FuMG 450 Freya / FuMG 41G: This was a 2D Early warning radar. (2D means unable to indicate height). It was used for fighter direction and target indication for the Würzburg. Operating wavelength of approx 2.4 meters (125 MHz). In response to jamming various models were developed to operate on various frequencies called "Islands". Over 1000 units delivered in various models

FuMG 401 / FMG 42 FREYA - LZ (Models A - D). An Air portable version, the model differences were due to an operating frequency range being in 4 discrete bands between 91 and 200 MHz.

Freya-Rotschwarz and Freya-Grünschwarz: These two systems were Freya modified to operate on the same frequency as the British radio navigation system GEE to avoid jamming. However, as by the time they were ready the Germans were jamming GEE it is not clear whether any were ever deployed.

FuMG 451 A Freya Flamme: Freya which had been built to use the "Island D" band were modified to be able to trigger the British IFF equipment. Ranges of up to 450 km were obtained. Fell from use as British IFF procedures improved.

* [INSTRUCTIONS]:
1. From the Freya radar excerpt, copy the stretch from "FuMG 401 / FMG" through "and 200 MHz.".
2. According to the Freya radar excerpt, what operating wavelength did the FuMG 450 Freya use?
3. List every Freya variant named in the Freya radar excerpt, giving each designation as the excerpt writes it.

[Natural-language object grounding data]
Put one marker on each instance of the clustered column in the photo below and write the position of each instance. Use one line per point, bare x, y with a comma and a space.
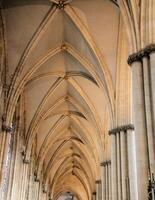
98, 190
106, 180
143, 86
122, 158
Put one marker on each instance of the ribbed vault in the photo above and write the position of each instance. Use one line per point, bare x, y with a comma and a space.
67, 91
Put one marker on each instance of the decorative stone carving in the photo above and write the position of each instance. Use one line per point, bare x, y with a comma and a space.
137, 57
5, 127
98, 181
106, 163
121, 128
61, 3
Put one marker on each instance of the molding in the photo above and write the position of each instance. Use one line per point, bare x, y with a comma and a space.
26, 161
61, 3
7, 128
121, 128
98, 181
105, 163
137, 57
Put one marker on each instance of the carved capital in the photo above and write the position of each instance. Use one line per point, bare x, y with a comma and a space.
26, 161
5, 127
60, 4
105, 163
137, 57
121, 128
98, 181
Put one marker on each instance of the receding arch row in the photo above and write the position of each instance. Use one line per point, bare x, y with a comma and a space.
73, 16
31, 135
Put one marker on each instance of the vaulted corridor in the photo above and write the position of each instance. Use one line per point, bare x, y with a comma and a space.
77, 100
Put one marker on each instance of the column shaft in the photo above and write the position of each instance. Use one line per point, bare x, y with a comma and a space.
114, 167
123, 164
149, 113
140, 129
118, 167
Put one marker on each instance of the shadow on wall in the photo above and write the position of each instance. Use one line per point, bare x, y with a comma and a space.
13, 3
67, 196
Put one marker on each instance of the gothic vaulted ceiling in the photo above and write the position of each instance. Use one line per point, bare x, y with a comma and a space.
61, 60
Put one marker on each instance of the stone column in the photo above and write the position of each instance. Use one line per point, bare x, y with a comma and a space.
142, 64
7, 155
98, 190
132, 191
106, 186
103, 181
122, 161
94, 196
114, 166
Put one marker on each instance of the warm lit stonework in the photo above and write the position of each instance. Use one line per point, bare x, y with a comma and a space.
77, 108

* [EXPECTED RESULTS]:
1.
FuMG 401 / FMG 42 FREYA - LZ (Models A - D). An Air portable version, the model differences were due to an operating frequency range being in 4 discrete bands between 91 and 200 MHz.

2. Approximately 2.4 meters (125 MHz).

3.
- FuMG 450 Freya / FuMG 41G
- FuMG 401 / FMG 42 FREYA - LZ
- Freya-Rotschwarz
- Freya-Grünschwarz
- FuMG 451 A Freya Flamme